■ WRITTEN EXERCISE ■
Reproduce each of the rows below word for word, from the first to the last.
— start of ENTRIES —
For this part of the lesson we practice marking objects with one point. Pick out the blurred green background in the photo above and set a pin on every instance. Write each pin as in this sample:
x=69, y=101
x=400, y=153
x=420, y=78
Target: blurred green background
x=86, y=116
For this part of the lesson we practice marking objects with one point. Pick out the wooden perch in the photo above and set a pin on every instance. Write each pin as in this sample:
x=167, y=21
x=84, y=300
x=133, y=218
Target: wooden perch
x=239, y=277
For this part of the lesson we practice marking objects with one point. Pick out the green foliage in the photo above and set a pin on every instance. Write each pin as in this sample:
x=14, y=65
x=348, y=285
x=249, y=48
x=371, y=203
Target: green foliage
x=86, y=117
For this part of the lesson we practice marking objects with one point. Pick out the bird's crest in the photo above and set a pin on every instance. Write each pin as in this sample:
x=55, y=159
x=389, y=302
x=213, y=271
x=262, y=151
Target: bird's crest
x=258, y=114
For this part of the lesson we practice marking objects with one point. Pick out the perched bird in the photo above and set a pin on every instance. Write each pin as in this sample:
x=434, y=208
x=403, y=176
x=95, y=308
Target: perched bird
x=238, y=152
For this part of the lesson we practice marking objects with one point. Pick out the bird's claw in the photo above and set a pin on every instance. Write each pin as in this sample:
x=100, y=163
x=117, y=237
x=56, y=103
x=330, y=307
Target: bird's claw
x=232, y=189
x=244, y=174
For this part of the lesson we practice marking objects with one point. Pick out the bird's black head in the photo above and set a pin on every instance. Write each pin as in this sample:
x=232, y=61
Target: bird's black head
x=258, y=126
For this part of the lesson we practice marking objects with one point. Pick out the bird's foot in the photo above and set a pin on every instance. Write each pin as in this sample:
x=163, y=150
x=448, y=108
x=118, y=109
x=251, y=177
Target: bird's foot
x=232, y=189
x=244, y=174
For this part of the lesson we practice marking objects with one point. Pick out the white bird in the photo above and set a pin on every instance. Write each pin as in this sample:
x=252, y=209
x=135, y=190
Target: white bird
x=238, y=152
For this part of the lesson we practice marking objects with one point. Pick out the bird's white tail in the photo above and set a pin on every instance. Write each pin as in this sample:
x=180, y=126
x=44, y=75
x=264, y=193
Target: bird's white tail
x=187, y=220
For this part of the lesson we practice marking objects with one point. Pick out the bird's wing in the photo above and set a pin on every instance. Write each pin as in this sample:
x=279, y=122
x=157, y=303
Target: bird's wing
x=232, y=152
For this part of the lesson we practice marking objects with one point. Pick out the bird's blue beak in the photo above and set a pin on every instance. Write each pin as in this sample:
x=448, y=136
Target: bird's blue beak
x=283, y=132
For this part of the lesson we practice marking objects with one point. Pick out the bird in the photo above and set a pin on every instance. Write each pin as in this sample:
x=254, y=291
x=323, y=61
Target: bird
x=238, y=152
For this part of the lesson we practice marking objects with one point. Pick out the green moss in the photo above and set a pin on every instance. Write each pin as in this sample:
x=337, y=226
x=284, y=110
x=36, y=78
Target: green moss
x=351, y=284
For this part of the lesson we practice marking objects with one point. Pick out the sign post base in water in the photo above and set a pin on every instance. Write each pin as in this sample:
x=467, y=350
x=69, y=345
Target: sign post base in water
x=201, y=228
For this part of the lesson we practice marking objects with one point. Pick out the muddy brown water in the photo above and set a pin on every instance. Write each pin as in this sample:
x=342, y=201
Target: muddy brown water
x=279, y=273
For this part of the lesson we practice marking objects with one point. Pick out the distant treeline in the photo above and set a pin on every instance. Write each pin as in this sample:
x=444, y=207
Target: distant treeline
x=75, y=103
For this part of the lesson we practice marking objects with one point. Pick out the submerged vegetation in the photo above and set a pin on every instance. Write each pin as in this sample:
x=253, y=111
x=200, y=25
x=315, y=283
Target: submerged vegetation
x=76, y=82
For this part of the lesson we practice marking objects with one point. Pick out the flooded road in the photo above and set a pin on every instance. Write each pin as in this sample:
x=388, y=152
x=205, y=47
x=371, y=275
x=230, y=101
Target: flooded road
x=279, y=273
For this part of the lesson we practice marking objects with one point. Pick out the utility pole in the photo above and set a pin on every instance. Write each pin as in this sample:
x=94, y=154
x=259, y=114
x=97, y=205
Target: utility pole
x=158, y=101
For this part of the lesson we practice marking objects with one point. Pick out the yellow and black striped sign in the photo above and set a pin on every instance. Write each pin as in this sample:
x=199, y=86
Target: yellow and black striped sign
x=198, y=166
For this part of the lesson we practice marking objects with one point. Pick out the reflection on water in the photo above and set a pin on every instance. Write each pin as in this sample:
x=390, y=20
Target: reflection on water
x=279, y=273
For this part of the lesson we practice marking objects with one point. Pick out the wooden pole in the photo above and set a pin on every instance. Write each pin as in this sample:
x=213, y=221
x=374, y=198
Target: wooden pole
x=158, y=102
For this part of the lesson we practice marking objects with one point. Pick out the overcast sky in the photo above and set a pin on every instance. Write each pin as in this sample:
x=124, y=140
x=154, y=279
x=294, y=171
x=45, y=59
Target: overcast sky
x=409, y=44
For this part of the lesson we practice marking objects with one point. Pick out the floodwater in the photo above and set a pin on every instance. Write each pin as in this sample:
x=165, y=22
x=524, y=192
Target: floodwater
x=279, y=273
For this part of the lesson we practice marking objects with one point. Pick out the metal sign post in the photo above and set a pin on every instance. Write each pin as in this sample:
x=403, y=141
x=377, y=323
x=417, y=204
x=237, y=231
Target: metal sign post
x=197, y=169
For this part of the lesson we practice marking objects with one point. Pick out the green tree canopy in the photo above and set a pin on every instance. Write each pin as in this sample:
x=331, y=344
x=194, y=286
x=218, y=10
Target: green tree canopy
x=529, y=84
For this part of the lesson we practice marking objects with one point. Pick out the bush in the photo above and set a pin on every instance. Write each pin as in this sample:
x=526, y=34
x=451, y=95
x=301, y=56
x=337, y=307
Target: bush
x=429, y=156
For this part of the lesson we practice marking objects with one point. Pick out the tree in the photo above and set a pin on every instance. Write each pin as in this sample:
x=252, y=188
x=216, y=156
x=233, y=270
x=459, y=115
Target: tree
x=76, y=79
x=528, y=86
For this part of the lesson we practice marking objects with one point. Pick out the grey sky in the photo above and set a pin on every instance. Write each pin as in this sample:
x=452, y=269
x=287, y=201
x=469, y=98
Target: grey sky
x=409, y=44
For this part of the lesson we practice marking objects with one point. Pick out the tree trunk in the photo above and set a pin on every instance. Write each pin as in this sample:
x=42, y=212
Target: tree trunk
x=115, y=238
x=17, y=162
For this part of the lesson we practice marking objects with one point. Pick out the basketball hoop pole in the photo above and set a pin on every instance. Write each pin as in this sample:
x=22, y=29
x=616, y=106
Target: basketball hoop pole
— end of ENTRIES —
■ COMPLETE OUTPUT ■
For this part of the lesson we practice marking objects with one point. Pick out the blurred green background in the photo above and set a pin on every instance. Write each pin as in this sample:
x=69, y=101
x=400, y=153
x=420, y=78
Target: blurred green background
x=86, y=116
For this part of the lesson we practice marking objects with one point. Pick out the wooden perch in the photo above and set a pin on every instance. Write each pin as in this sample:
x=167, y=21
x=84, y=300
x=133, y=218
Target: wooden perch
x=239, y=277
For this part of the lesson we practice marking objects with one point. Pick out the green foliage in the photo above and set a pin on every instance. Write each pin as in this sample:
x=14, y=65
x=348, y=285
x=249, y=48
x=371, y=203
Target: green foliage
x=86, y=117
For this part of the lesson we practice marking objects with one point. Pick out the bird's crest in the photo above and set a pin on every instance. Write each pin as in this sample:
x=55, y=159
x=389, y=302
x=213, y=271
x=262, y=151
Target: bird's crest
x=258, y=114
For this part of the lesson we practice marking objects with one point. Pick out the perched bird in the photo above and set a pin on every instance. Write each pin as in this sample:
x=434, y=208
x=403, y=176
x=95, y=308
Target: perched bird
x=238, y=152
For this part of the lesson we practice marking objects with one point. Pick out the bird's claw in the photo above and set a pin on every instance. Write each pin as in this sample:
x=100, y=163
x=117, y=237
x=56, y=103
x=330, y=307
Target: bird's claw
x=232, y=189
x=244, y=174
For this part of the lesson we practice marking objects with one point. Pick out the bird's black head in the photo above and set a pin on every instance. Write each pin as in this sample:
x=232, y=61
Target: bird's black head
x=258, y=126
For this part of the lesson we practice marking objects with one point. Pick out the bird's foot in the photo above and set a pin on every instance. Write each pin as in this sample:
x=163, y=150
x=448, y=108
x=118, y=109
x=251, y=177
Target: bird's foot
x=232, y=189
x=244, y=174
For this part of the lesson we practice marking objects with one point. Pick out the white bird in the photo above and set a pin on every instance. Write each pin as in this sample:
x=252, y=209
x=135, y=190
Target: white bird
x=238, y=152
For this part of the lesson we practice marking objects with one point. Pick out the bird's white tail in the photo above and set a pin on every instance. Write each pin as in this sample:
x=180, y=126
x=44, y=75
x=264, y=193
Target: bird's white tail
x=187, y=220
For this part of the lesson we practice marking objects with one point. Pick out the bird's wing in the photo above and set a pin on every instance. Write each pin as in this sample:
x=279, y=122
x=157, y=303
Target: bird's wing
x=232, y=152
For this part of the lesson we practice marking objects with one point. Pick out the bird's blue beak in the photo above and set a pin on every instance. Write each pin as in this sample:
x=448, y=136
Target: bird's blue beak
x=283, y=132
For this part of the lesson we practice marking objects with one point. Pick out the bird in the photo above and set a pin on every instance. Write each pin as in this sample:
x=254, y=291
x=323, y=61
Target: bird
x=238, y=152
For this part of the lesson we practice marking objects with one point. Pick out the green moss in the photo above and set a pin on every instance. Write each pin as in this sample:
x=337, y=226
x=284, y=110
x=36, y=78
Target: green moss
x=351, y=284
For this part of the lesson we practice marking objects with one point. Pick out the sign post base in water in the photo above and set a pin on every instance. Write each pin as in this sample:
x=467, y=350
x=69, y=345
Target: sign post base in water
x=201, y=228
For this part of the lesson we practice marking objects with one point. Pick out the muddy brown water in the photo above and set a pin on every instance. Write each pin as in this sample:
x=342, y=201
Target: muddy brown water
x=279, y=273
For this part of the lesson we practice marking objects with one point. Pick out the distant treeline in the photo above and set a pin on every instance. Write each pin as in this sample:
x=444, y=207
Target: distant treeline
x=75, y=103
For this part of the lesson we practice marking objects with one point. Pick out the submerged vegetation in the photo above and set a pin on every instance. Write each pin as in this sample:
x=253, y=111
x=200, y=25
x=315, y=283
Target: submerged vegetation
x=76, y=82
For this part of the lesson we practice marking objects with one point. Pick out the flooded road in the photo above and set a pin on every instance. Write each pin as in this sample:
x=388, y=152
x=205, y=47
x=371, y=275
x=230, y=101
Target: flooded road
x=279, y=273
For this part of the lesson we practice marking objects with one point. Pick out the utility pole in the photo above and set a pin on every instance. Write each pin as in this sample:
x=94, y=154
x=259, y=114
x=97, y=205
Target: utility pole
x=158, y=101
For this part of the lesson we practice marking objects with one point. Pick out the yellow and black striped sign in the photo above and set a pin on every instance. Write each pin as in this sample:
x=199, y=86
Target: yellow and black striped sign
x=198, y=166
For this part of the lesson we practice marking objects with one point. Pick out the reflection on water in the photo above and set a pin on every instance. Write each pin as in this sample:
x=390, y=20
Target: reflection on water
x=279, y=273
For this part of the lesson we practice marking objects with one point. Pick out the wooden pole in the photo above and set a pin on every instance. Write each pin as in this sample:
x=213, y=221
x=374, y=198
Target: wooden pole
x=158, y=102
For this part of the lesson we practice marking objects with one point. Pick out the overcast sky in the photo above and set a pin on every instance. Write each pin as in this sample:
x=124, y=140
x=154, y=279
x=294, y=171
x=45, y=59
Target: overcast sky
x=409, y=44
For this part of the lesson we practice marking objects with one point. Pick out the floodwater in the photo above and set a pin on every instance. Write each pin as in this sample:
x=165, y=22
x=524, y=192
Target: floodwater
x=279, y=273
For this part of the lesson we practice marking objects with one point. Pick out the metal sign post in the photo above and set a pin on every instance. Write each pin as in this sample:
x=403, y=141
x=377, y=323
x=417, y=204
x=237, y=231
Target: metal sign post
x=197, y=169
For this part of the lesson we practice marking objects with one point. Pick out the green tree canopy in the photo above and set a pin on every instance. Write each pin as in this sample:
x=331, y=344
x=194, y=286
x=218, y=10
Target: green tree canopy
x=529, y=84
For this part of the lesson we practice marking objects with one point. Pick out the bush in the photo above and set a pin on every instance. Write each pin as in this sample:
x=526, y=34
x=451, y=95
x=301, y=56
x=337, y=307
Target: bush
x=429, y=156
For this part of the lesson we practice marking objects with one point. Pick out the tree in the photo above and set a pin on every instance. Write each pin as in this sample:
x=252, y=188
x=216, y=156
x=233, y=270
x=459, y=115
Target: tree
x=76, y=79
x=528, y=86
For this part of the lesson we practice marking objects with one point. Pick out the grey sky in the photo above and set a pin on every instance. Write each pin as in this sample:
x=452, y=269
x=287, y=201
x=469, y=98
Target: grey sky
x=409, y=44
For this part of the lesson we practice marking objects with one point. Pick out the tree trunk in the photo above and set a pin on every instance. Write each pin as in this sample:
x=42, y=212
Target: tree trunk
x=115, y=238
x=17, y=162
For this part of the lesson we practice marking objects with one point. Pick out the basketball hoop pole in the photo above and set a pin on every instance. Write each pin as in this sample:
x=22, y=29
x=616, y=106
Target: basketball hoop pole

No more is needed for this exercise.